***** Data records *****

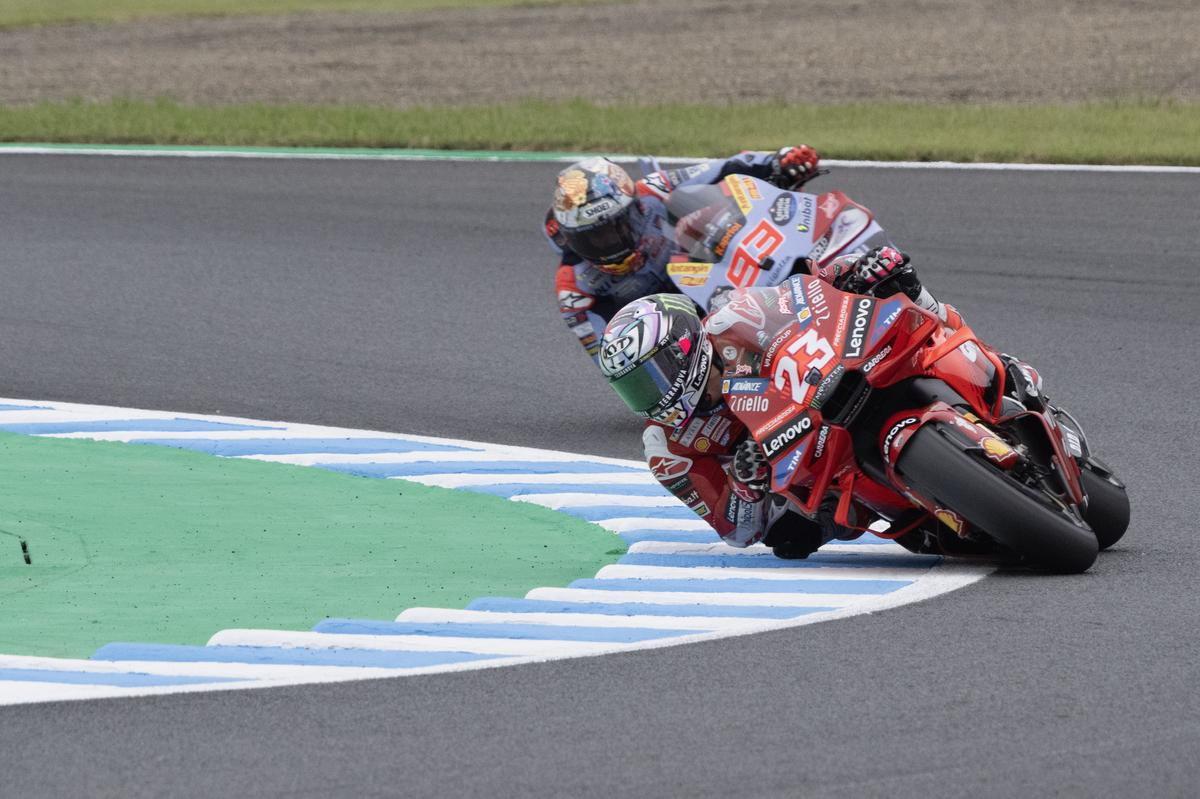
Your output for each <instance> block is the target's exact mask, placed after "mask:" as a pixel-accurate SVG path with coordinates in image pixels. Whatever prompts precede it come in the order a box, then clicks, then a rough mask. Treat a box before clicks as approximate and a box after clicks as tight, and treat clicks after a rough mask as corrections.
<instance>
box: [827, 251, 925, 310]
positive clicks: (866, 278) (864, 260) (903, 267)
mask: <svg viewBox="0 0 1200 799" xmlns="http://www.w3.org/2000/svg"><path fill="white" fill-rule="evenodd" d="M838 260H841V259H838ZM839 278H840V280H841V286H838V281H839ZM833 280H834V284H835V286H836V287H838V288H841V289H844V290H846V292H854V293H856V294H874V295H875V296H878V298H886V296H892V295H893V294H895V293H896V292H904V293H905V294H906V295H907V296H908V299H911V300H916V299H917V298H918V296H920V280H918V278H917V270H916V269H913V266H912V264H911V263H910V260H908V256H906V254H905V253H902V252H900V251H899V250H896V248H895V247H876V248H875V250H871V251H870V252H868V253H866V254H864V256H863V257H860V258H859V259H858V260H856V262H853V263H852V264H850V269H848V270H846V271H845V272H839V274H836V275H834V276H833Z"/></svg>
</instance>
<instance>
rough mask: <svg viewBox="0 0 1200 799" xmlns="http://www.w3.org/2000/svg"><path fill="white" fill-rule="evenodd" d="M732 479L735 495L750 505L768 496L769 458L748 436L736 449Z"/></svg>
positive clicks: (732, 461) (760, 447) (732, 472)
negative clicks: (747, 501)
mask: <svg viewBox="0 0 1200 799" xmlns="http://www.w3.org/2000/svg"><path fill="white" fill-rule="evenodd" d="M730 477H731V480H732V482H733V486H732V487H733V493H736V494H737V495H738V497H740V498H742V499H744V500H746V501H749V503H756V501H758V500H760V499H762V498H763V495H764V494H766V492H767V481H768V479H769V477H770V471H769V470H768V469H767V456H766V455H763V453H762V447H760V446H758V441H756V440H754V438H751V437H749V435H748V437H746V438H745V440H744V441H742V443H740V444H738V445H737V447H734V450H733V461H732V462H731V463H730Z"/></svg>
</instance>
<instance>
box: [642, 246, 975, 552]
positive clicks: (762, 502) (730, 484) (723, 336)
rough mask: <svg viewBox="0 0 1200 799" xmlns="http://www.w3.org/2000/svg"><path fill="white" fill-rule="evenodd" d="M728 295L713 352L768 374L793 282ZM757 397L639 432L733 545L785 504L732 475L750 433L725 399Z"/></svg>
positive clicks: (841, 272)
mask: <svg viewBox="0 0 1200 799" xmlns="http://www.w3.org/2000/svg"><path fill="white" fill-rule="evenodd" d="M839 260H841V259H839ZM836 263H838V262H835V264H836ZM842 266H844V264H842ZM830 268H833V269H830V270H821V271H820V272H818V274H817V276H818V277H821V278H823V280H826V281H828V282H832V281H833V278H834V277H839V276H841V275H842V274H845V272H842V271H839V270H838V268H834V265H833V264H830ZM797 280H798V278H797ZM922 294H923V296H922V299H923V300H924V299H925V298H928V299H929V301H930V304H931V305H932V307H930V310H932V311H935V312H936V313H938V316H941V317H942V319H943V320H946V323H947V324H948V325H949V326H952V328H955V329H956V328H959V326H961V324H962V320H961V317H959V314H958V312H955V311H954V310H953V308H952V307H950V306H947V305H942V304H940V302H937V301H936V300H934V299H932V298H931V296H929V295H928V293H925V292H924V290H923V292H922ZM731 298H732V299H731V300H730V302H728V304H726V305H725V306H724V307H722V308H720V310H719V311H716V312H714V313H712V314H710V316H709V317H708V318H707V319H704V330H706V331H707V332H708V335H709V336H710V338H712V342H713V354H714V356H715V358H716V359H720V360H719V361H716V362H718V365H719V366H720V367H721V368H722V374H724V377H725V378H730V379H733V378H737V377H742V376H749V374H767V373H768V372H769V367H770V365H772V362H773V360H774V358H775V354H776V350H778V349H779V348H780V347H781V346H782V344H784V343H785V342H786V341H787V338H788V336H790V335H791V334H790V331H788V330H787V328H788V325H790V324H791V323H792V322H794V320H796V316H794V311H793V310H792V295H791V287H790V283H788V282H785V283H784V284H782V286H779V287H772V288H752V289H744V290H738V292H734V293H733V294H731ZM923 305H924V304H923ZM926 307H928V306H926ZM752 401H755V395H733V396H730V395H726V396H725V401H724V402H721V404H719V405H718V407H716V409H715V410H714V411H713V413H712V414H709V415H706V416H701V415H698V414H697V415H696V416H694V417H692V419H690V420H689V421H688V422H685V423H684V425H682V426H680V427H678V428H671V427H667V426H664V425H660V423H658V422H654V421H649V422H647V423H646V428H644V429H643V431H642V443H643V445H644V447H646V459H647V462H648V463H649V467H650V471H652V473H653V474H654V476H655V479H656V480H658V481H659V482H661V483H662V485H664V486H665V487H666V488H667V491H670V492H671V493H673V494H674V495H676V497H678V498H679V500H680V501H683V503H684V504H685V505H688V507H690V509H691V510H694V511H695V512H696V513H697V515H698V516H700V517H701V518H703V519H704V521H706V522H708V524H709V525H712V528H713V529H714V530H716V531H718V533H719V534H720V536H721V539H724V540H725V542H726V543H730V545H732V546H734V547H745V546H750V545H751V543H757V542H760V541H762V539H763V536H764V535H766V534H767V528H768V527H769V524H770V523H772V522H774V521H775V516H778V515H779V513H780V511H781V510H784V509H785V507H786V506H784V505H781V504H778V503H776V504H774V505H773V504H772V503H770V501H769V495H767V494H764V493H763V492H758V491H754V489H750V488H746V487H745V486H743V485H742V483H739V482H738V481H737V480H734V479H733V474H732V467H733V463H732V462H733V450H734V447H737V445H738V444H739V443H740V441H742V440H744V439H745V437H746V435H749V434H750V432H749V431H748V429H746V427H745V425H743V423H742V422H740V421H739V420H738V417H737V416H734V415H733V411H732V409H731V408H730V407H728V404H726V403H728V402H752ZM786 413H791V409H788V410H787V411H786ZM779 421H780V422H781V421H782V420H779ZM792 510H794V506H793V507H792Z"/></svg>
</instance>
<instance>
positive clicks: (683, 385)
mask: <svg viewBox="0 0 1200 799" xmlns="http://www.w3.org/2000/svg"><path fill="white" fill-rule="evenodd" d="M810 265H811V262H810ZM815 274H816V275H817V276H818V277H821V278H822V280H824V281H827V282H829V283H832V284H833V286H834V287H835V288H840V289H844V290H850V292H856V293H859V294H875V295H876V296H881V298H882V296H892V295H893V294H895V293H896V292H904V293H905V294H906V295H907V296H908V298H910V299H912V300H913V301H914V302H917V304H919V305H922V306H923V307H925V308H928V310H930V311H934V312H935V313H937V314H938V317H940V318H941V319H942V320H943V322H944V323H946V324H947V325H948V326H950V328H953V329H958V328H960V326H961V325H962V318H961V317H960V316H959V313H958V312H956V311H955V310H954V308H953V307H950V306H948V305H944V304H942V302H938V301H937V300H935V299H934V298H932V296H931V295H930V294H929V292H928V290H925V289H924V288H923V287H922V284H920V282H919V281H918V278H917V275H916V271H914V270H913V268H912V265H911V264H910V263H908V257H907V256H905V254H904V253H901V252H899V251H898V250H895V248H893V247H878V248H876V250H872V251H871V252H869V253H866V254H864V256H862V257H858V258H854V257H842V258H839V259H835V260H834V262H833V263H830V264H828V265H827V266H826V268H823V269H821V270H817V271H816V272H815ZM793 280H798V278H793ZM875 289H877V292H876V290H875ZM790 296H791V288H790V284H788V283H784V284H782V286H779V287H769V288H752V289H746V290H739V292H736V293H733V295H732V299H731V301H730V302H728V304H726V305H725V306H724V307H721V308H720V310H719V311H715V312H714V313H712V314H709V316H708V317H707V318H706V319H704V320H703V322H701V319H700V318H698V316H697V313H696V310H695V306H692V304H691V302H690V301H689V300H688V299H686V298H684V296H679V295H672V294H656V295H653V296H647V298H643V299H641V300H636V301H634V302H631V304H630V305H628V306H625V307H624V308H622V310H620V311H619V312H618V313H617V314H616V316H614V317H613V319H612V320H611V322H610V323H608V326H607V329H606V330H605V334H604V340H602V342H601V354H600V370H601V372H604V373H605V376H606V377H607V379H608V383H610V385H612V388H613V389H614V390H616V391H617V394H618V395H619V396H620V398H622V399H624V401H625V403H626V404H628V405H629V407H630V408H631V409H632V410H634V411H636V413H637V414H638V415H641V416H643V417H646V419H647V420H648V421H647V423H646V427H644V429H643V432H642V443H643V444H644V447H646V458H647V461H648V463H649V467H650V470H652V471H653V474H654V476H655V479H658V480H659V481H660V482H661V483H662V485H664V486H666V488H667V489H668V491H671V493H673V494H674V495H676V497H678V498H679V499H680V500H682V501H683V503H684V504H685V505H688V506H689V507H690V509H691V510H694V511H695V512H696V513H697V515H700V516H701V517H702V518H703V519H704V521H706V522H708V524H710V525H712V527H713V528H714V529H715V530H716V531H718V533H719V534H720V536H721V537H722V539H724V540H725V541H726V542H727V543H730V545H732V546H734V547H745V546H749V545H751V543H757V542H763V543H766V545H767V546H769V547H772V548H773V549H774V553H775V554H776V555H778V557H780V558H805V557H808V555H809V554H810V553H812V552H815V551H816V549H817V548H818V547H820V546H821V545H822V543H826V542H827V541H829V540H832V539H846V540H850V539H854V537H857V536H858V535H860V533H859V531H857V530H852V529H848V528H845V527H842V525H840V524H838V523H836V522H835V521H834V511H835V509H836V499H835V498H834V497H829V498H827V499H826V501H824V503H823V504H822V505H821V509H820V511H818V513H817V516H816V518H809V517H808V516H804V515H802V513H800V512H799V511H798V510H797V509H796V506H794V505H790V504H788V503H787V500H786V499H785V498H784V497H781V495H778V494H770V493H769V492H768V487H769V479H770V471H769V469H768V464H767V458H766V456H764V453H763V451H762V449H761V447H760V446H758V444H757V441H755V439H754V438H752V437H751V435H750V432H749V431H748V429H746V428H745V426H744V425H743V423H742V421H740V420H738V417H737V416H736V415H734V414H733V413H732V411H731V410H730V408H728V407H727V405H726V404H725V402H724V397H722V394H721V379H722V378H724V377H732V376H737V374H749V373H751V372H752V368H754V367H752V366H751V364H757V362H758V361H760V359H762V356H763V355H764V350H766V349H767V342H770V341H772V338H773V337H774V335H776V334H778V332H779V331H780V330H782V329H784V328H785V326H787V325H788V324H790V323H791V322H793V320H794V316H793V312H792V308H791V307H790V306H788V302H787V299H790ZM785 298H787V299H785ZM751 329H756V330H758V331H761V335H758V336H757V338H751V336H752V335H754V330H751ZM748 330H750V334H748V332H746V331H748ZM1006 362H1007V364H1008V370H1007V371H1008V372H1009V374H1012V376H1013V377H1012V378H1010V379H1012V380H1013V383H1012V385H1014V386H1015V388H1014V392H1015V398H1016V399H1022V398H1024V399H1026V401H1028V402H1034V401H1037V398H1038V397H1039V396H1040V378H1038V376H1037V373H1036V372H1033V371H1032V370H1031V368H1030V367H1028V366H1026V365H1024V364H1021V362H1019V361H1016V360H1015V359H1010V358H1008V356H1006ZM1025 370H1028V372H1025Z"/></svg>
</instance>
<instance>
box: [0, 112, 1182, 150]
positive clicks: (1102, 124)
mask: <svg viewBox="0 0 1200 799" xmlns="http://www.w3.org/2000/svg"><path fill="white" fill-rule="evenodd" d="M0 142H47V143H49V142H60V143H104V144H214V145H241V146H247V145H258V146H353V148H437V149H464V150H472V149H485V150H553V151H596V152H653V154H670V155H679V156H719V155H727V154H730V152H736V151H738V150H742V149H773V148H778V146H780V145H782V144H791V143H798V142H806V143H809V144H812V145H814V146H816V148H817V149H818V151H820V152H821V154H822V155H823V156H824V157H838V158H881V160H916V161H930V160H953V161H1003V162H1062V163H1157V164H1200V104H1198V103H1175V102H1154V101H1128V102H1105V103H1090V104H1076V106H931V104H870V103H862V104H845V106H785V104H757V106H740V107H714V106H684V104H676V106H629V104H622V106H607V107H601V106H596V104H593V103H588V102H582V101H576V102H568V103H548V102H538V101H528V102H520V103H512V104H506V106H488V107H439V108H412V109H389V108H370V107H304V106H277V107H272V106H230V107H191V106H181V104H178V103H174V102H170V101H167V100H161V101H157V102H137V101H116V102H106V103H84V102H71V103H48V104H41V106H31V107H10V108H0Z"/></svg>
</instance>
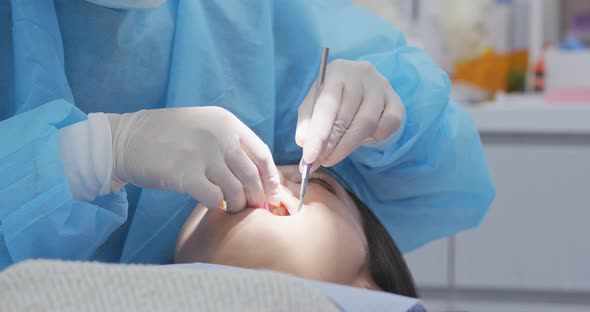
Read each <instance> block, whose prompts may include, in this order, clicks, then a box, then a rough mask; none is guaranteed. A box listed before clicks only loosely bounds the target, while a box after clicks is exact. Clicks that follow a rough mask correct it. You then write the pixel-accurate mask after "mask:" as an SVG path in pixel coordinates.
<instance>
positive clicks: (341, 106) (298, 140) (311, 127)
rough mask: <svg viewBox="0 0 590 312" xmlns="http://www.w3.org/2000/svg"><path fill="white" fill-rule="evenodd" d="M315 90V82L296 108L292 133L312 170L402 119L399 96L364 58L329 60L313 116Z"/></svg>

*****

**Exercise**: The required answer is the run of lines above, starting at the line with "positive clicks: (732, 461)" and ending at the line with "positive clicks: (762, 502)", reproduced exactly with both ends.

**Answer to the problem**:
positive clicks: (732, 461) (760, 447) (732, 472)
negative clicks: (747, 501)
mask: <svg viewBox="0 0 1200 799" xmlns="http://www.w3.org/2000/svg"><path fill="white" fill-rule="evenodd" d="M730 477H731V480H732V482H733V486H732V487H733V493H736V494H737V495H738V497H740V498H742V499H744V500H746V501H749V503H756V501H758V500H760V499H762V498H763V495H764V494H766V492H767V481H768V479H769V477H770V471H769V470H768V469H767V456H766V455H763V453H762V447H760V446H758V441H756V440H754V438H751V437H749V435H748V437H746V438H745V440H744V441H742V443H740V444H738V445H737V447H734V450H733V461H732V462H731V463H730Z"/></svg>
</instance>
<instance>
box: [642, 246, 975, 552]
positive clicks: (762, 502) (730, 484) (723, 336)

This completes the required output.